[The problem] Carry on the account below of the family's Christmas trip with their sick baby, starting right after the emergency room diagnosis of pneumonia.

Saturday morning, Eleri took a return trip to the Doctor to see whether the nebulizing treatments had worked. The on-call Doctor theorized that she had Bronchiolitis a second time (it's caused by two separate viruses, and while it's not common to get them both, a child with an older sibling and exposure through day care is the most likely supect), and he cleared her for travel.
Sunday morning, she woke up less than an hour before we were scheduled to leave for the airport, and in the scramble of getting our family of four out the door, we noticed that she was "in bad shape" (as I said to Dave), but could attribute it to any number of things: grogginess, the albuterol treatments, etc. At the airport, just before boarding the plane, she had one of those poops that completely blows out the diaper, and we discovered that we had packed spare clothes in the carry on for everyone BUT Eleri. As I stood in the airport holding a feverish baby in a "dress" made from her sister's shirt, and they called us over the intercom, "Petersons, please board your plane," we had to make a decision: should we stay or should be go. It makes me think of that song: "If I stay there will be trouble; if I go it will be double." Or maybe it's the other way around? The point is the same: if we stayed and it was a false alram, we would regret missing Christmas; if we went and Eleri was truly sick, we would regret traveling with a sick baby (and possibly making her worse). In those instants when there is no time to seek help, and no help available (Sunday morning at 10am is not a time to get a quick response from the pediatrician), you simply weigh expert advice against your instincts, and take a gamble.
We got on the plane.
We didn't have seats together (we were booked in 3 seats, and the gate agent said there was "no guarantee" that we would get any together, even when I held the girls in his face, even when I pointed at Clio and said "Really? She's TWO."), and while I sat next to a claustrophobic passanger trying to keep my limp baby out of her way, my little baby who seemed to grow more unlike herself with every degree her body temp raised, I was calculating my plans to find an emergency room immediately on landing in Chicago. Somehow, though, while waiting for the baggage, she seemed to perk up, and Clio even got a few laughs out of her. At the car rental, we labored over the decision to upgrade to 4-wheel drive (total cost: $100) for more time than we'd had to decide abuot flying here inthe first plance, and then, in a white-out blizzard, we proceeded to drive to Morrison, where, it turned out, the power had gone out. Over candlelight in Dave's grandpa's house (his power had gone out more recently and was therefore still warm) we made the decision to call urgent care as soon as the phone lines came back up.
The clinic nurse sent us straight to Emergency, where the attending took one look at her and rendered his diagnosis: pneumonia. The Xray tech was called in and a service in Minneapolis confirmed: pneumonia in both lungs.

[Records shown]
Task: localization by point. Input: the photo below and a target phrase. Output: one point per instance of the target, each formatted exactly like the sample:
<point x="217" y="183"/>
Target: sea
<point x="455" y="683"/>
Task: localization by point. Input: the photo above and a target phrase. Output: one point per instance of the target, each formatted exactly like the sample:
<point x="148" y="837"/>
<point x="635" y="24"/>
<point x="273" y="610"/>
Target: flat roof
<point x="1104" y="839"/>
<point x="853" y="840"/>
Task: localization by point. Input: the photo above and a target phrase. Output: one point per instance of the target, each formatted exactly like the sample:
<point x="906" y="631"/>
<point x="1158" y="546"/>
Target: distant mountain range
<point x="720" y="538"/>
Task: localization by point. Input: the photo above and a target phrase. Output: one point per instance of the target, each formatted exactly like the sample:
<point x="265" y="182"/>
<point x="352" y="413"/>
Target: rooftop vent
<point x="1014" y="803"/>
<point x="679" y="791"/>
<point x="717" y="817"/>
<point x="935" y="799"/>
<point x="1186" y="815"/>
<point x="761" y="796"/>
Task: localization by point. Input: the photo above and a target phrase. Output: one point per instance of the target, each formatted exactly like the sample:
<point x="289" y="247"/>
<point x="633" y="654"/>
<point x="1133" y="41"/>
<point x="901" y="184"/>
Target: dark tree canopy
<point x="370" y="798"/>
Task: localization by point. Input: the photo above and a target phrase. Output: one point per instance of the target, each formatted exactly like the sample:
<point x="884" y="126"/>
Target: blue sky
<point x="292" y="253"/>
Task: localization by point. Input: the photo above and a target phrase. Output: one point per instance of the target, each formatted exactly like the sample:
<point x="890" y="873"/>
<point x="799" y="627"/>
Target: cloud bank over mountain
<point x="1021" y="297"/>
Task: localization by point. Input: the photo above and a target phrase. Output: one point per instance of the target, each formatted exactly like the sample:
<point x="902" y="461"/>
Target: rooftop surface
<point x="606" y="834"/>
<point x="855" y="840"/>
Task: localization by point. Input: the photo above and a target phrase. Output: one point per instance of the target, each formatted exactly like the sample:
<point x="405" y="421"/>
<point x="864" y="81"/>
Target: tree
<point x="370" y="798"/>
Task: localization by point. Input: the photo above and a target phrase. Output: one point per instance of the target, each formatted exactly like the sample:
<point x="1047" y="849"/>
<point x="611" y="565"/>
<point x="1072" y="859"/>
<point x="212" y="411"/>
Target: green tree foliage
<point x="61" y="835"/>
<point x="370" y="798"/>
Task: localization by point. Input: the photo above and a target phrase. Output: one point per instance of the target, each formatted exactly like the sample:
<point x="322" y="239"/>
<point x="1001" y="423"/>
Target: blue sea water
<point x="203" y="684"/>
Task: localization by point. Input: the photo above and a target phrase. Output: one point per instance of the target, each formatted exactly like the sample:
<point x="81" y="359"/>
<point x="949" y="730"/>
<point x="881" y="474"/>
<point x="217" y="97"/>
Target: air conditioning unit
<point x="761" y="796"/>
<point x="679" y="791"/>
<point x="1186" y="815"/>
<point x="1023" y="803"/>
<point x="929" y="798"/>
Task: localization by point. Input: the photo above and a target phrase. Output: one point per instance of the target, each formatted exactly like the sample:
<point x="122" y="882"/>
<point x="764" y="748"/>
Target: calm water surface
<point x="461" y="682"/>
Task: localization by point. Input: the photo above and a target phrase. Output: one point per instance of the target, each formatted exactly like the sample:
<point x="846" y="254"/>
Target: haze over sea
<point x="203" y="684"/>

[Task answer]
After 2 aggressive rounds of antibitoics and ongoing breathing treatments and oxygen, she's doing much better, and is scheduled to me discharged tomorrow morning. While sitting with her in the Morrison Community Hospital, I've had plenty of time to think whether we made the right choice, and whether we would have been better of staying in New York. This thinking is unproductive, and the question is unanswerable, yet I find it impossible to accept that and put it all aside. What would have been different if I had followed my gut and not gotten on the plane? My assumptions were challenged when our regular big City Doctor missed this while the small-town ER diagnosed quickly and confidently; here, Clio has the undivided attention and loving care of her grandparents while Dave and I switch off shifts at the hospital. The hospital itself, while not set up for infants, is full of a kind and attentive staff that has been as creative and flexible as you can imagine. At home, we would have had the ease and comfort of home, but a long commute to a likely crowded hospital, and no one to stay with Clio. Retrieving our luggage would have ben a nightmare, and, of course, we would have missed Christmas.
Although, that's a decision that still needs to be made. Tomorrow, we will need to decide whether to play it safe and keep Eleri home, or drive 6 hours South to meet her great grandmother, Ruth, from who she takes her middle name. Ruth is 90-something and there is the sad but inevitable question of whether she will be here to meet Eleri when we are scheduled to come back for Christmas is two years. When you are trading in emotional capital, how do you measure risk and reward? At work, we sometimes use a "quadrant evaluation" to measure impact against resource- it is a tool that takes you out of your preconceived notions and helps you see a decision from a different angle. But anyway I look at this one, I can't see the right way through.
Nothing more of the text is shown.